WHAT IS NEEDED:
Would you retype the records below exactly as they appear?

Items listed in a dataset
+ + +

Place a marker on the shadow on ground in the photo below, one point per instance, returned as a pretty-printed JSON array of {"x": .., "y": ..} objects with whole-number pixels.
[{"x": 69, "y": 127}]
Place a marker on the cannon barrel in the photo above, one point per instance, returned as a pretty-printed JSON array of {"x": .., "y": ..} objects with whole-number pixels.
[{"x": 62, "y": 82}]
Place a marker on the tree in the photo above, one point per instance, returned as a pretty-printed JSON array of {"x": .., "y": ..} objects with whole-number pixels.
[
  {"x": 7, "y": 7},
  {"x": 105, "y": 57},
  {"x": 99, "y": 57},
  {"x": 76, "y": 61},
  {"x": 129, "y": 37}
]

+ + +

ANSWER FOR THE TASK:
Place a marker on the shadow on ground in the photo below, one point per instance, returned as a pretty-printed JSON array of {"x": .., "y": ..} objects with whole-number pixels.
[{"x": 69, "y": 127}]
Place a marker on the cannon barrel in the photo above, one point per instance, returned as a pretty-printed JSON array of {"x": .., "y": ..} objects with whole-number pixels.
[{"x": 62, "y": 82}]
Place a marker on the tree in the photo above, one point per instance, returned as a pretty-printed JSON array of {"x": .., "y": ..} objects with whole-number pixels.
[
  {"x": 7, "y": 7},
  {"x": 105, "y": 57},
  {"x": 99, "y": 57},
  {"x": 76, "y": 61},
  {"x": 129, "y": 37}
]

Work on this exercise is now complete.